→ EXTRACTED MATERIAL

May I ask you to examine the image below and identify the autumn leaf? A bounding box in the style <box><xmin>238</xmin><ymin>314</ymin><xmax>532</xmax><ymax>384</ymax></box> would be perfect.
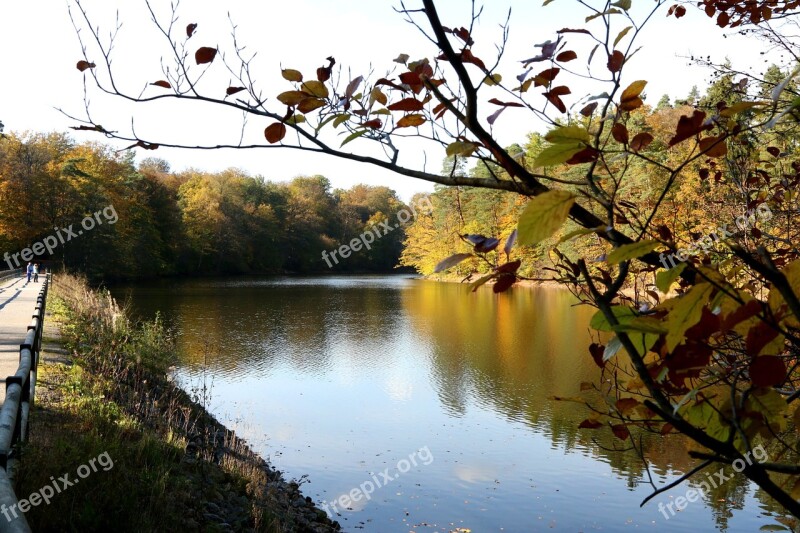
<box><xmin>150</xmin><ymin>80</ymin><xmax>171</xmax><ymax>89</ymax></box>
<box><xmin>282</xmin><ymin>69</ymin><xmax>303</xmax><ymax>82</ymax></box>
<box><xmin>619</xmin><ymin>80</ymin><xmax>647</xmax><ymax>111</ymax></box>
<box><xmin>630</xmin><ymin>132</ymin><xmax>654</xmax><ymax>152</ymax></box>
<box><xmin>611</xmin><ymin>122</ymin><xmax>629</xmax><ymax>144</ymax></box>
<box><xmin>226</xmin><ymin>87</ymin><xmax>246</xmax><ymax>96</ymax></box>
<box><xmin>607</xmin><ymin>240</ymin><xmax>659</xmax><ymax>264</ymax></box>
<box><xmin>396</xmin><ymin>114</ymin><xmax>426</xmax><ymax>128</ymax></box>
<box><xmin>750</xmin><ymin>356</ymin><xmax>787</xmax><ymax>388</ymax></box>
<box><xmin>264</xmin><ymin>122</ymin><xmax>287</xmax><ymax>144</ymax></box>
<box><xmin>517</xmin><ymin>190</ymin><xmax>576</xmax><ymax>245</ymax></box>
<box><xmin>298</xmin><ymin>98</ymin><xmax>326</xmax><ymax>114</ymax></box>
<box><xmin>277</xmin><ymin>91</ymin><xmax>309</xmax><ymax>106</ymax></box>
<box><xmin>388</xmin><ymin>98</ymin><xmax>425</xmax><ymax>112</ymax></box>
<box><xmin>698</xmin><ymin>135</ymin><xmax>728</xmax><ymax>158</ymax></box>
<box><xmin>434</xmin><ymin>253</ymin><xmax>473</xmax><ymax>273</ymax></box>
<box><xmin>607</xmin><ymin>51</ymin><xmax>624</xmax><ymax>73</ymax></box>
<box><xmin>301</xmin><ymin>80</ymin><xmax>329</xmax><ymax>98</ymax></box>
<box><xmin>186</xmin><ymin>23</ymin><xmax>197</xmax><ymax>37</ymax></box>
<box><xmin>195</xmin><ymin>47</ymin><xmax>217</xmax><ymax>65</ymax></box>
<box><xmin>556</xmin><ymin>51</ymin><xmax>577</xmax><ymax>62</ymax></box>
<box><xmin>76</xmin><ymin>60</ymin><xmax>96</xmax><ymax>72</ymax></box>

→ EXERCISE DETAILS
From the first line to the last, output the records exactly without pictures.

→ EXPECTED ANSWER
May I ask you to examine the image below and identify the autumn leaf? A bounding box in the style <box><xmin>238</xmin><ymin>314</ymin><xmax>532</xmax><ymax>384</ymax></box> would be perfect.
<box><xmin>150</xmin><ymin>80</ymin><xmax>171</xmax><ymax>89</ymax></box>
<box><xmin>282</xmin><ymin>69</ymin><xmax>303</xmax><ymax>82</ymax></box>
<box><xmin>619</xmin><ymin>80</ymin><xmax>647</xmax><ymax>111</ymax></box>
<box><xmin>630</xmin><ymin>132</ymin><xmax>654</xmax><ymax>152</ymax></box>
<box><xmin>611</xmin><ymin>122</ymin><xmax>629</xmax><ymax>144</ymax></box>
<box><xmin>226</xmin><ymin>87</ymin><xmax>246</xmax><ymax>96</ymax></box>
<box><xmin>607</xmin><ymin>240</ymin><xmax>659</xmax><ymax>264</ymax></box>
<box><xmin>396</xmin><ymin>114</ymin><xmax>426</xmax><ymax>128</ymax></box>
<box><xmin>750</xmin><ymin>356</ymin><xmax>787</xmax><ymax>388</ymax></box>
<box><xmin>264</xmin><ymin>122</ymin><xmax>287</xmax><ymax>144</ymax></box>
<box><xmin>517</xmin><ymin>190</ymin><xmax>576</xmax><ymax>245</ymax></box>
<box><xmin>298</xmin><ymin>98</ymin><xmax>326</xmax><ymax>114</ymax></box>
<box><xmin>277</xmin><ymin>91</ymin><xmax>309</xmax><ymax>106</ymax></box>
<box><xmin>388</xmin><ymin>98</ymin><xmax>425</xmax><ymax>112</ymax></box>
<box><xmin>698</xmin><ymin>135</ymin><xmax>728</xmax><ymax>158</ymax></box>
<box><xmin>434</xmin><ymin>253</ymin><xmax>473</xmax><ymax>273</ymax></box>
<box><xmin>607</xmin><ymin>51</ymin><xmax>624</xmax><ymax>73</ymax></box>
<box><xmin>301</xmin><ymin>80</ymin><xmax>329</xmax><ymax>98</ymax></box>
<box><xmin>186</xmin><ymin>23</ymin><xmax>197</xmax><ymax>37</ymax></box>
<box><xmin>195</xmin><ymin>47</ymin><xmax>217</xmax><ymax>65</ymax></box>
<box><xmin>556</xmin><ymin>51</ymin><xmax>577</xmax><ymax>62</ymax></box>
<box><xmin>76</xmin><ymin>60</ymin><xmax>96</xmax><ymax>72</ymax></box>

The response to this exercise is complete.